Stated task 1 => According to the patch message below, which build option must be enabled to build the eudebug testing framework?

----- Passage -----

[PATCH i-g-t v6 11/17] lib/xe_eudebug: Introduce eu debug testing framework

Mon Sep 16 06:48:00 UTC 2024

On Fri, Sep 13, 2024 at 05:14:19PM +0200, Manszewski, Christoph wrote:
> Hi Zbigniew,
> 
> On 9.09.2024 10:46, Zbigniew Kempczyński wrote:
> > On Thu, Sep 05, 2024 at 11:28:06AM +0200, Christoph Manszewski wrote:
> > > From: Dominik Grzegorzek <dominik.grzegorzek at intel.com>
> > > 
> > > Introduce library which simplifies testing of eu debug capability.
> > > The library provides event log helpers together with asynchronous
> > > abstraction for client proccess and the debugger itself.
> > > 
> > > xe_eudebug_client creates its own proccess with user's work function,
> > > and gives machanisms to synchronize beginning of execution and event
> > > logging.
> > > 
> > > xe_eudebug_debugger allows to attach to the given proccess, provides
> > > asynchronous thread for event reading and introduces triggers - a
> > > callback mechanism triggered every time subscribed event was read.
> > > 
> > > To build the eudebug testing framework 'xe_eudebug' meson build option
> > > has to be enabled, as it is disabled by default.
> > > 
> > > Signed-off-by: Dominik Grzegorzek <dominik.grzegorzek at intel.com>
> > > Signed-off-by: Mika Kuoppala <mika.kuaoppala at linux.intel.com>
> > > Signed-off-by: Christoph Manszewski <christoph.manszewski at intel.com>
> > > Signed-off-by: Maciej Patelczyk <maciej.patelczyk at intel.com>
> > > Signed-off-by: Pawel Sikora <pawel.sikora at intel.com>
> > > Signed-off-by: Karolina Stolarek <karolina.stolarek at intel.com>
> > > ---
> > >   lib/meson.build     |    5 +
> > >   lib/xe/xe_eudebug.c | 2249 +++++++++++++++++++++++++++++++++++++++++++
> > >   lib/xe/xe_eudebug.h |  218 +++++
> > >   meson.build         |    2 +
> > >   meson_options.txt   |    5 +
> > >   5 files changed, 2479 insertions(+)
> > >   create mode 100644 lib/xe/xe_eudebug.c
> > >   create mode 100644 lib/xe/xe_eudebug.h
> > 
> > That's my final review. I left only things which may/should be addressed
> > in the future.
> > 
> > > +static int safe_pipe_read(int pipe[2], void *buf, int nbytes, int timeout_ms)
> > 
> > I wonder what's for is passing pipe array instead of just one fd.
> > fd[0] is always for read, so passing fd[1] here doesn't make sense
> > (apart of int pipe[2] just points there is a pipe).

----- Exercise material -----

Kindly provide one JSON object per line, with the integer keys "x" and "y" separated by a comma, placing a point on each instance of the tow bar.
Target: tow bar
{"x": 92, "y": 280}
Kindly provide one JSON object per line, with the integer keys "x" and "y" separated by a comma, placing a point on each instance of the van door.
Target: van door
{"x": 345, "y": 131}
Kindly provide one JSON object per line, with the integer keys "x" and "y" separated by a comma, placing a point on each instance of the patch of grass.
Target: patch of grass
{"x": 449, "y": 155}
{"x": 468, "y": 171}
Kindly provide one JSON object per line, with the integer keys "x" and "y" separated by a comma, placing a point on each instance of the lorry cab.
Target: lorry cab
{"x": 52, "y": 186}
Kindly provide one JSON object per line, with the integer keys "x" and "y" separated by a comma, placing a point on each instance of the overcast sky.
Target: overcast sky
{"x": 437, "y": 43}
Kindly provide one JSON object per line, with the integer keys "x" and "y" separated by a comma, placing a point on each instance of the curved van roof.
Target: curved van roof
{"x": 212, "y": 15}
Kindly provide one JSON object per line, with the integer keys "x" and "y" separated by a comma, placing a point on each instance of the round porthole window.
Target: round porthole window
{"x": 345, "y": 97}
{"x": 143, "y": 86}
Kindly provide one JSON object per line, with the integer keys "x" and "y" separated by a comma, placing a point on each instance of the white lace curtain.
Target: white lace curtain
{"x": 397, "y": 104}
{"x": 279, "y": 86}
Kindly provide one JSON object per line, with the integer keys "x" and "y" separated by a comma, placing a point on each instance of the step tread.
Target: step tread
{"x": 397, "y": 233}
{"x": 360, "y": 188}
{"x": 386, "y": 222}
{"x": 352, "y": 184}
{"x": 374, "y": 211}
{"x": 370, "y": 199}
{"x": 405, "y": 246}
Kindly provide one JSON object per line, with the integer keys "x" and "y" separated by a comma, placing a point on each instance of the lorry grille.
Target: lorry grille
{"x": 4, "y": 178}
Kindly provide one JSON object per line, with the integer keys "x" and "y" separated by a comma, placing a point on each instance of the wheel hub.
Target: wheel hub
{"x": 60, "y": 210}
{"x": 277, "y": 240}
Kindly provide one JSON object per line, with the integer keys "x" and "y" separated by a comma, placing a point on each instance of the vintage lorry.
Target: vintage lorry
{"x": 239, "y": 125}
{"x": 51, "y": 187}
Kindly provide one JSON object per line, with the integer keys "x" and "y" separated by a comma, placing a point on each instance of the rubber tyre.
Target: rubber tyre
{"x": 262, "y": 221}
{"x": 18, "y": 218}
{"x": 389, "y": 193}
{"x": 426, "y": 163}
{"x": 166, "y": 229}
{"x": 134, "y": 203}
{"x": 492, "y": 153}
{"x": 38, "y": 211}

-----
----- Exercise material -----

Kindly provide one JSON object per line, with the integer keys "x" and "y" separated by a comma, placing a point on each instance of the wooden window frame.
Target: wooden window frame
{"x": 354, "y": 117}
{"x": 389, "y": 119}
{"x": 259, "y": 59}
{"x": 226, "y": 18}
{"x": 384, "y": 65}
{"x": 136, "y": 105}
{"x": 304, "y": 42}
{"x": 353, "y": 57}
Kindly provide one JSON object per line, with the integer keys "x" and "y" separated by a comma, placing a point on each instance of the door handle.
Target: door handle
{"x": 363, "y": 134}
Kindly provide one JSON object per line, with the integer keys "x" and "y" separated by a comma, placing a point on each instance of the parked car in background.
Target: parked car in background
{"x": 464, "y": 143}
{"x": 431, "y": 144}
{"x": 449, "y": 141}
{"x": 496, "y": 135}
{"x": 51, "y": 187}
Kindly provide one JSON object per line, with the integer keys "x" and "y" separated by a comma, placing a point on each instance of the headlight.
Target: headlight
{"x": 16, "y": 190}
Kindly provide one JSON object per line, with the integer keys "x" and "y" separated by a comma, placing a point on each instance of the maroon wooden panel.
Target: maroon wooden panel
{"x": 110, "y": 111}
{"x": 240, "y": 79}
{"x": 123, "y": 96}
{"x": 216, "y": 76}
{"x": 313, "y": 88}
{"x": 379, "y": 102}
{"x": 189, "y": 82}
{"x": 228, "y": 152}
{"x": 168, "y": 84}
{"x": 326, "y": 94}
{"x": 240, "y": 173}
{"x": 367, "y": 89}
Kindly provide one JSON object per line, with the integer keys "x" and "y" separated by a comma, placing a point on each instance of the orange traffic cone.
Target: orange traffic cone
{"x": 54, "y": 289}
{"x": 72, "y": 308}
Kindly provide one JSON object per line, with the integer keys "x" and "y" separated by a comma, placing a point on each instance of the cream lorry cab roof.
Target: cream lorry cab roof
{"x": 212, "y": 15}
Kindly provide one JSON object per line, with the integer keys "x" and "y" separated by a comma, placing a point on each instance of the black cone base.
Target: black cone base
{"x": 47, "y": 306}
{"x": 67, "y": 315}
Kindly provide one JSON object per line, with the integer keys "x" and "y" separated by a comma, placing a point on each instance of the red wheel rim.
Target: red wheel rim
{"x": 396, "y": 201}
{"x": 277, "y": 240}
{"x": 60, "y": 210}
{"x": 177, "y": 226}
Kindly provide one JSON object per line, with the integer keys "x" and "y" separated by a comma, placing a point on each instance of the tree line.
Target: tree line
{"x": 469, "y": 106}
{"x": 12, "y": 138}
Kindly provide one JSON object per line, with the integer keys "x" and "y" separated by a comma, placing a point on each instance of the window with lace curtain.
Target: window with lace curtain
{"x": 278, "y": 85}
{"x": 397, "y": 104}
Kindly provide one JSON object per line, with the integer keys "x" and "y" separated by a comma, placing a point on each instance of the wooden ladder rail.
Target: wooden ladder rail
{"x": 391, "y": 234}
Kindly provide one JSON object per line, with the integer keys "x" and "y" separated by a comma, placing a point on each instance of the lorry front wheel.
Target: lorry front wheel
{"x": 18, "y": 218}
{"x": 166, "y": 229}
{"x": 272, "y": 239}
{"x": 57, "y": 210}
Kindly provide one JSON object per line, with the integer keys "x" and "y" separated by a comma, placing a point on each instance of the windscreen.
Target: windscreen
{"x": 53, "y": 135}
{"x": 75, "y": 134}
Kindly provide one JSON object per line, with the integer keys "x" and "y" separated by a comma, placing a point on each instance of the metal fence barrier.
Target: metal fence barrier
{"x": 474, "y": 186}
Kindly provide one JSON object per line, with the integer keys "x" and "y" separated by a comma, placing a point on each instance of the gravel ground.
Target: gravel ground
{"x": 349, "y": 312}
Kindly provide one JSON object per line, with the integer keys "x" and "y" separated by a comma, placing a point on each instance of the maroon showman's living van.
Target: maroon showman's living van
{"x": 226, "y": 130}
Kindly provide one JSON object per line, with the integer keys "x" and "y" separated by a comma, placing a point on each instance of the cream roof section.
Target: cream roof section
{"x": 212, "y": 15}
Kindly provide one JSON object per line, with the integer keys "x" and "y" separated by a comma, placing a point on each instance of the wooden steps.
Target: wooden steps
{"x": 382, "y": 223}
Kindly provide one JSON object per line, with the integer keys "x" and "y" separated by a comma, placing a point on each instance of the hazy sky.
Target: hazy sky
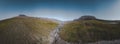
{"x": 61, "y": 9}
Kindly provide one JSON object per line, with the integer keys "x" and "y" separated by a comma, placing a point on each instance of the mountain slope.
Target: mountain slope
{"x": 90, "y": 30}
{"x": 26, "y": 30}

-----
----- Exercise material -----

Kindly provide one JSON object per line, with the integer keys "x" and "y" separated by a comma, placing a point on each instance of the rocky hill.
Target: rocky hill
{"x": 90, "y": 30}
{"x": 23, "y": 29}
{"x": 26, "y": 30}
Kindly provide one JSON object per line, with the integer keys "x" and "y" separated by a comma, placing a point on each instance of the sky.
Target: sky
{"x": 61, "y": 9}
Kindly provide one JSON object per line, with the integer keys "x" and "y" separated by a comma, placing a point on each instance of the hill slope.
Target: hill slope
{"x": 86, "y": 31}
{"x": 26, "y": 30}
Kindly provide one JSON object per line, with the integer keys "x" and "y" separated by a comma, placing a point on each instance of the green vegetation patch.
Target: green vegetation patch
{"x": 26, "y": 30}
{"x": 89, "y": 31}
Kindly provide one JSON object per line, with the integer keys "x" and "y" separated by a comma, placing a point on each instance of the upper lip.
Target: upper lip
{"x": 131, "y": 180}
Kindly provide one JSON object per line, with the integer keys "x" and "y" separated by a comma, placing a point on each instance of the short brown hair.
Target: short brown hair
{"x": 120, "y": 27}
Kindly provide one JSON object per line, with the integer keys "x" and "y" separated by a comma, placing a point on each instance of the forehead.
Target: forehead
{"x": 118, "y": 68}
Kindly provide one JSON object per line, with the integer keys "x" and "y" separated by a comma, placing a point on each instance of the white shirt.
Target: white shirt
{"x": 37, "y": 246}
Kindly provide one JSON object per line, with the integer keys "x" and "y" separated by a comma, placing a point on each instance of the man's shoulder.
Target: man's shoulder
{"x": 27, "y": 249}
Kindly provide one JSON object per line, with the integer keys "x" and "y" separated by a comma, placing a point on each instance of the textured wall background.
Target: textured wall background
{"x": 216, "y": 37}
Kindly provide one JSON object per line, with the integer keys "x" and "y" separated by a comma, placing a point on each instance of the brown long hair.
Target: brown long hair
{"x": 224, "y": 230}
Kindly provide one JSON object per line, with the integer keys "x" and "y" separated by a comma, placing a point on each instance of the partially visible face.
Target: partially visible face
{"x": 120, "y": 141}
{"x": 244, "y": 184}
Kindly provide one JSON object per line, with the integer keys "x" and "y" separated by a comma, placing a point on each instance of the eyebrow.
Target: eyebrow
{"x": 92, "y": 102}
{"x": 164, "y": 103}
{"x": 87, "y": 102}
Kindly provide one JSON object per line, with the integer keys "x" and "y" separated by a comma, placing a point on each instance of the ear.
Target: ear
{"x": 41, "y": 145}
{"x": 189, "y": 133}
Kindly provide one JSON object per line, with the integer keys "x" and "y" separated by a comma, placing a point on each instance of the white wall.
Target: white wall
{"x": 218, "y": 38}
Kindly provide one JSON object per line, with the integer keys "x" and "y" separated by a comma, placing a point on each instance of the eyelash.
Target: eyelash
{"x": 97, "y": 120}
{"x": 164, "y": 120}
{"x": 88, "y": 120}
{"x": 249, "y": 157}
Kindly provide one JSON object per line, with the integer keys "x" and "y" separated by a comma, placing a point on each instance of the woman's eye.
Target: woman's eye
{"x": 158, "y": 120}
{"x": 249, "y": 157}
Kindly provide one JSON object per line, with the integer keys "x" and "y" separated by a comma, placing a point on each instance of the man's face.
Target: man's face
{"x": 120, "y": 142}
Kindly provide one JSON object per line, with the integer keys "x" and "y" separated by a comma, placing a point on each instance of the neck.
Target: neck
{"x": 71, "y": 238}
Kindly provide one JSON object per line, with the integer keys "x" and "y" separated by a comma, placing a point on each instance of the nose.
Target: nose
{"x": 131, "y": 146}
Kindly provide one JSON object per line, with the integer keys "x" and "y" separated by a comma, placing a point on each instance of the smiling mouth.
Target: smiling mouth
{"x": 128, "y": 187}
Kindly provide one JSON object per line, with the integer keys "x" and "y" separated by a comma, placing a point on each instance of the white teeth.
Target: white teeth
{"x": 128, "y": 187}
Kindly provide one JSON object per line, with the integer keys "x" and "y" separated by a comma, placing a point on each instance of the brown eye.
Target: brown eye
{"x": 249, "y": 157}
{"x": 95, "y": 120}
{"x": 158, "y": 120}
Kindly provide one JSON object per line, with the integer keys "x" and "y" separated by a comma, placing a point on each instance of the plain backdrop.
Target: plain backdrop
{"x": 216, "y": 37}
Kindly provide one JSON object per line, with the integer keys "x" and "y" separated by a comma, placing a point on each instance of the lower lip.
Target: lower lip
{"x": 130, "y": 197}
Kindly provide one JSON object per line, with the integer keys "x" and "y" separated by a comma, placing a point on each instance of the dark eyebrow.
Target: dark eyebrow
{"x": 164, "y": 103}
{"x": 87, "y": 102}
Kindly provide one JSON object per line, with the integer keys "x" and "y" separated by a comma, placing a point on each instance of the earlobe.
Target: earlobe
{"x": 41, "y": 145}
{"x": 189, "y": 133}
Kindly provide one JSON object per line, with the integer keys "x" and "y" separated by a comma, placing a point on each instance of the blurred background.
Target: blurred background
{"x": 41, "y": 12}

-----

Stated task 2 => Display every line of the records above that contains the word "green".

Full solution 1 => The 'xe_eudebug' meson build option, which is disabled by default.

Full solution 2 =>
Kindly provide one JSON object per line, with the integer keys "x" and "y" separated by a comma, placing a point on each instance of the green vegetation patch.
Target: green vegetation patch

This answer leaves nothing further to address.